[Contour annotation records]
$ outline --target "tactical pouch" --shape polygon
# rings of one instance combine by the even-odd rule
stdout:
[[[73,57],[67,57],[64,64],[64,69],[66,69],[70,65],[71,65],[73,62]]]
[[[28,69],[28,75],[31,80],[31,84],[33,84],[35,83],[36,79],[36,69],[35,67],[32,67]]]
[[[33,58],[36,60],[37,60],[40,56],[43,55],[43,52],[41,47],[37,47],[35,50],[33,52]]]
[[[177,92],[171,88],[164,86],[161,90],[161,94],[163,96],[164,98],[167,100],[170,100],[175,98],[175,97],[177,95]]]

(Given exercise):
Reproduce every item above, substituting "utility pouch" for "tactical pouch" and keeping all other text identical.

(Answer for this exercise):
$ outline --target "utility pouch" --shape polygon
# rings of one instance combine by the even-odd rule
stdout:
[[[73,57],[67,57],[64,64],[64,69],[66,69],[70,65],[71,65],[73,62]]]
[[[28,69],[28,75],[31,80],[31,84],[33,84],[35,83],[36,79],[36,69],[35,67],[32,67]]]
[[[33,58],[36,60],[37,60],[40,56],[43,55],[43,52],[41,47],[37,47],[35,50],[33,52]]]
[[[177,92],[171,88],[164,86],[161,90],[161,94],[163,96],[164,98],[167,100],[170,100],[175,98],[175,97],[177,95]]]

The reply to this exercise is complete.